[Material to process]
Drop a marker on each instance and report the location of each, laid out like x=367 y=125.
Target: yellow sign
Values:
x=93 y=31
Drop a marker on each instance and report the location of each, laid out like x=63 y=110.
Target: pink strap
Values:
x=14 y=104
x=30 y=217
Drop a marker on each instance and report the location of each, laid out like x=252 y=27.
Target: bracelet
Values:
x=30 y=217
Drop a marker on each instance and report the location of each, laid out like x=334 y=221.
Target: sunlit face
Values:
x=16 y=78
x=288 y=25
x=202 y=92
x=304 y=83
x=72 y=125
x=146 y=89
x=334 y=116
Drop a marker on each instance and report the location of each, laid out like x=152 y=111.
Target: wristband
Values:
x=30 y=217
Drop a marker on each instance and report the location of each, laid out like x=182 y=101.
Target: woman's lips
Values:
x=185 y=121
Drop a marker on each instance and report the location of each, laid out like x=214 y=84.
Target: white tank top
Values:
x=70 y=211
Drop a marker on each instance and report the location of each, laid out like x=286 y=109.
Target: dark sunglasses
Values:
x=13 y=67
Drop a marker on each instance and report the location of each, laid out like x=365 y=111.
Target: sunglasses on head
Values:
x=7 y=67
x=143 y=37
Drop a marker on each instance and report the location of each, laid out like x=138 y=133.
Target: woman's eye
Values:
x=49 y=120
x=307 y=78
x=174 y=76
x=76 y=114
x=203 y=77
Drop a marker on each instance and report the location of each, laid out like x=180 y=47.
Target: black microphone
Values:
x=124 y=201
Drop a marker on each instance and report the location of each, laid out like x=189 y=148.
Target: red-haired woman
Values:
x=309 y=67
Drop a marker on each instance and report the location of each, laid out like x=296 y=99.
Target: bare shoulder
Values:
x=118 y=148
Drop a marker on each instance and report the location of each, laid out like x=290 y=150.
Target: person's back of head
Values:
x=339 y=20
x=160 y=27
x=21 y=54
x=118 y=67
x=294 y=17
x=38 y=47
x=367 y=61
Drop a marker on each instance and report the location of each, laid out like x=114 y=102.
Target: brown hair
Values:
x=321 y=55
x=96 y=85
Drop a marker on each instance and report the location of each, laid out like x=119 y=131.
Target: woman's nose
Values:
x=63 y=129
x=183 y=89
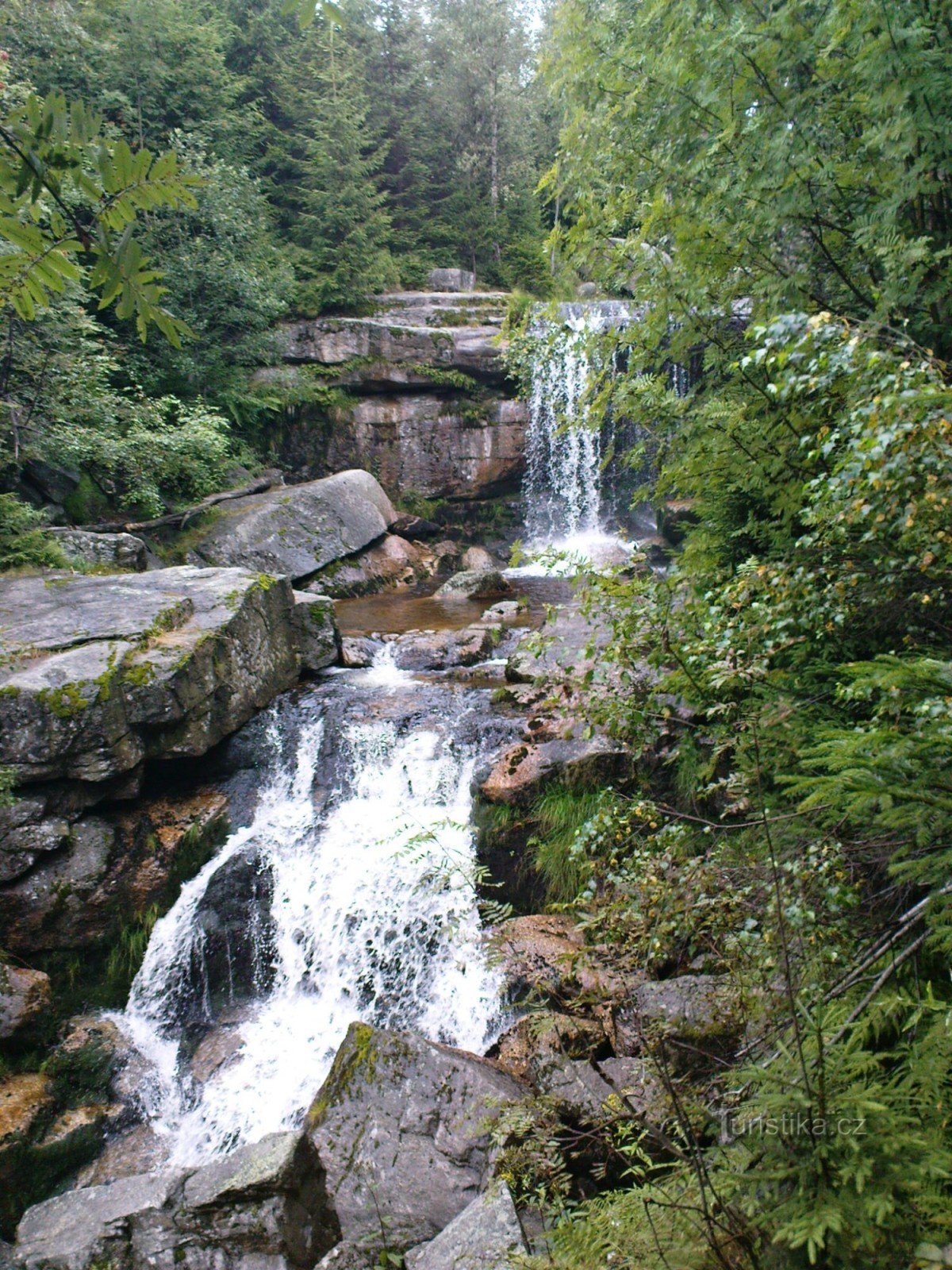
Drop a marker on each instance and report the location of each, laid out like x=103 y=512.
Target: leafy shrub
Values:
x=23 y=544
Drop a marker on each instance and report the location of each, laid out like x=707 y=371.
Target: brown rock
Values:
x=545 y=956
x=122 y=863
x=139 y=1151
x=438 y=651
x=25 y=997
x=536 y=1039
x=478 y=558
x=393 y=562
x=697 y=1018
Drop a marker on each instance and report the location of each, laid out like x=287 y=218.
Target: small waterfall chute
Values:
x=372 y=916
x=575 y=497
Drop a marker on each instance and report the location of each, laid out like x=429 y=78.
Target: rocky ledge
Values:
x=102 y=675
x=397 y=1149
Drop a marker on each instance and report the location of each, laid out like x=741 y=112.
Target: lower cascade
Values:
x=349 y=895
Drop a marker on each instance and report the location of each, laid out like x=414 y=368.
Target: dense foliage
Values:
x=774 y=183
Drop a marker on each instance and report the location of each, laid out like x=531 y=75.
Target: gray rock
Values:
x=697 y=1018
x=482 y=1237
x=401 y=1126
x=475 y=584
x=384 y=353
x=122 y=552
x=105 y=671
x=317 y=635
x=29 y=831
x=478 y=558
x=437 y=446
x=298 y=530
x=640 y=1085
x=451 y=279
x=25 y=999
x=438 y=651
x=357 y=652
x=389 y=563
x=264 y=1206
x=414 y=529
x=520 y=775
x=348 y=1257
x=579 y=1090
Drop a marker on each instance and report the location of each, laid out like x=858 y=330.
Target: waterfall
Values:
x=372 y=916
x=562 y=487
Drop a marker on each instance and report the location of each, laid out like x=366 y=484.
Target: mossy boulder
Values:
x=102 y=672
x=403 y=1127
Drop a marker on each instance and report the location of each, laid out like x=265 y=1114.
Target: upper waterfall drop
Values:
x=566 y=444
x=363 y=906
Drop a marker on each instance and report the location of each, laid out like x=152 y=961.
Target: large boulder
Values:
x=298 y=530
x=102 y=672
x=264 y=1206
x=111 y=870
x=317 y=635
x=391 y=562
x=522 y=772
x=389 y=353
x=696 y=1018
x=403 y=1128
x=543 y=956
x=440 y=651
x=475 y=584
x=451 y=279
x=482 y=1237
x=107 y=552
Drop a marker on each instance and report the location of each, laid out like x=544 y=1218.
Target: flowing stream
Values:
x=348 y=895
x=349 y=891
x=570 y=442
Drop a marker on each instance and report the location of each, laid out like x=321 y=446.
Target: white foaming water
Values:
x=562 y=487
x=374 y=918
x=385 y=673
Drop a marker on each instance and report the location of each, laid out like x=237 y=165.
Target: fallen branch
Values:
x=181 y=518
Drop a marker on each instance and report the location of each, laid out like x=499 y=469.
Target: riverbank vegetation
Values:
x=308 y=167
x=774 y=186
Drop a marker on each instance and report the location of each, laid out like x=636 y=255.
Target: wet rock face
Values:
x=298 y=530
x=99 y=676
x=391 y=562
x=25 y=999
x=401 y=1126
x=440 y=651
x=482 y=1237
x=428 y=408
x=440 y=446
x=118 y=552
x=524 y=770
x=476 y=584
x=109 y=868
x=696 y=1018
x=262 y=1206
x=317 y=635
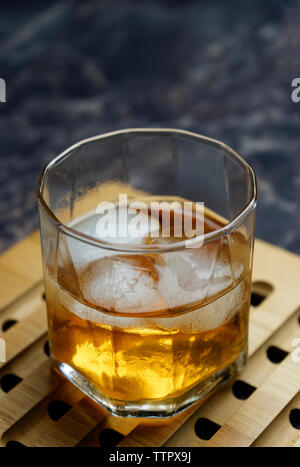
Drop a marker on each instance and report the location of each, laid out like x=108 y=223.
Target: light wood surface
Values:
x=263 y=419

---

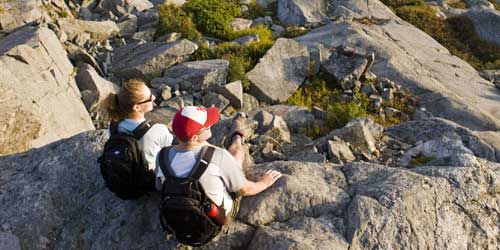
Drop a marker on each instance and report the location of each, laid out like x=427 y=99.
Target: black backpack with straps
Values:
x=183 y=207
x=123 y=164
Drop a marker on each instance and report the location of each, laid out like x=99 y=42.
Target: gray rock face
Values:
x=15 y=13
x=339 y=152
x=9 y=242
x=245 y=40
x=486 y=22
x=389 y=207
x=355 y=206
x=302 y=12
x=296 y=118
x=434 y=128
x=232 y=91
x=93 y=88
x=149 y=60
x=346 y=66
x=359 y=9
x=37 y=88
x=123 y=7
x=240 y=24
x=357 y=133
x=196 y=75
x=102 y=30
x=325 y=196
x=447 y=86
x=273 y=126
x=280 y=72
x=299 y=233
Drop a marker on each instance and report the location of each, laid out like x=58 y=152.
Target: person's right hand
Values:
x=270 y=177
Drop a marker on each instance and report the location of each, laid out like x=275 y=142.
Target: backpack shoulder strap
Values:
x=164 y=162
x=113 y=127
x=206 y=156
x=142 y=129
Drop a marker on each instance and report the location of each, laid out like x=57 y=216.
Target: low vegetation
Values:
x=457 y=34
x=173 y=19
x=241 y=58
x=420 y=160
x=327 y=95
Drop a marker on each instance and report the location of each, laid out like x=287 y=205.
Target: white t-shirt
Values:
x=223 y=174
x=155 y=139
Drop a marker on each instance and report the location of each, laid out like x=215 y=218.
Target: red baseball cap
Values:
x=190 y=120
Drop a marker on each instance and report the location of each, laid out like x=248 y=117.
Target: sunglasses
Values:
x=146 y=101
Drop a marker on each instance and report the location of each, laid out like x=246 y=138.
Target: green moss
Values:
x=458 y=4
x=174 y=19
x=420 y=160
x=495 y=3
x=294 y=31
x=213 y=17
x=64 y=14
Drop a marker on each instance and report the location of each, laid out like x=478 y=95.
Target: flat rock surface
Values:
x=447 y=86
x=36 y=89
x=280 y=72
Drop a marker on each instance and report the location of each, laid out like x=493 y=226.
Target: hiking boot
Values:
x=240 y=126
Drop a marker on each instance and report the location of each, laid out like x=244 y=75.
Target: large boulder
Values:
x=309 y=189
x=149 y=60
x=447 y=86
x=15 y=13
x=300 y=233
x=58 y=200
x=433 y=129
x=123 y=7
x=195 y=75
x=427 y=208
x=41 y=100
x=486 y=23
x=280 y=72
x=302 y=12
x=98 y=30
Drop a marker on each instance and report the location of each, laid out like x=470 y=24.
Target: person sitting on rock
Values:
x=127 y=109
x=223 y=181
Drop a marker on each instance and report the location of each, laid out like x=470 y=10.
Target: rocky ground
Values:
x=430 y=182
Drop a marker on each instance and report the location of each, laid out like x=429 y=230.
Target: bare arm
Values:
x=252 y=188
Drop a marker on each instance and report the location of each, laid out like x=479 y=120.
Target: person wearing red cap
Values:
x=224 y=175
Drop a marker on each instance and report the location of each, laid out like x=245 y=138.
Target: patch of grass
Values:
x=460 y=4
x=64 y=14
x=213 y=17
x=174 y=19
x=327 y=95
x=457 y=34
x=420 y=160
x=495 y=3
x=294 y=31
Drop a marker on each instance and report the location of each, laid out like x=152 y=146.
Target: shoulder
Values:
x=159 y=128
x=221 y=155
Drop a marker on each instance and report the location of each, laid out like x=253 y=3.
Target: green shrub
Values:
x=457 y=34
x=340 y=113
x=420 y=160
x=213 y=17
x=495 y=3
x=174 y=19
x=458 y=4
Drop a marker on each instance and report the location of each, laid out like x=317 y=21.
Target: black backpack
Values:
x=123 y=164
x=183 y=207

[Your task] Convert the lines of the listing above, from the one containing "like x=367 y=125." through the one containing "x=118 y=148", both included, into a Markdown table. Use a "Number" column for the row number and an "Entry" column for the line's text, omitting blank lines.

[Written answer]
| Number | Entry |
|---|---|
| 1 | Drop a marker on each instance and report the location of each, laid out like x=367 y=125. |
| 2 | Target: yellow sign |
| 3 | Values: |
| 4 | x=93 y=31 |
| 5 | Drop a marker on each instance and report the location of each, laid out like x=63 y=110. |
| 6 | Target: pink strap |
| 7 | Values: |
| 8 | x=14 y=104 |
| 9 | x=30 y=217 |
| 10 | Drop a marker on each instance and report the location of each, laid out like x=252 y=27. |
| 11 | Target: bracelet |
| 12 | Values: |
| 13 | x=30 y=217 |
| 14 | Drop a marker on each instance and report the location of each, laid out like x=334 y=221. |
| 15 | Target: sunlit face |
| 16 | Values: |
| 17 | x=16 y=78 |
| 18 | x=288 y=25 |
| 19 | x=202 y=92 |
| 20 | x=304 y=83 |
| 21 | x=72 y=125 |
| 22 | x=146 y=89 |
| 23 | x=334 y=116 |
| 24 | Drop a marker on each instance and report the location of each, laid out like x=152 y=111. |
| 25 | Target: wristband |
| 26 | Values: |
| 27 | x=30 y=217 |
| 28 | Drop a marker on each instance and report the location of each, laid out like x=182 y=101. |
| 29 | Target: woman's lips |
| 30 | Values: |
| 31 | x=185 y=121 |
| 32 | Drop a marker on each instance and report the location of each, laid out like x=214 y=84. |
| 33 | Target: white tank top |
| 34 | Values: |
| 35 | x=70 y=211 |
| 36 | Drop a marker on each instance and report the location of each, laid out like x=286 y=109. |
| 37 | Target: dark sunglasses |
| 38 | Values: |
| 39 | x=13 y=67 |
| 40 | Drop a marker on each instance and report the location of each, laid out like x=365 y=111. |
| 41 | Target: sunglasses on head |
| 42 | Values: |
| 43 | x=7 y=67 |
| 44 | x=143 y=37 |
| 45 | Drop a marker on each instance and report the location of each, laid out like x=138 y=133. |
| 46 | Target: woman's eye |
| 47 | Values: |
| 48 | x=49 y=120 |
| 49 | x=307 y=78 |
| 50 | x=174 y=76 |
| 51 | x=76 y=114 |
| 52 | x=203 y=77 |
| 53 | Drop a marker on each instance and report the location of each, laid out like x=180 y=47. |
| 54 | Target: black microphone |
| 55 | Values: |
| 56 | x=124 y=201 |
| 57 | Drop a marker on each instance and report the location of each, laid out like x=189 y=148. |
| 58 | Target: red-haired woman |
| 59 | Values: |
| 60 | x=309 y=67 |
| 61 | Drop a marker on each instance and report the location of each, laid out like x=296 y=99. |
| 62 | Target: bare shoulder |
| 63 | Values: |
| 64 | x=118 y=148 |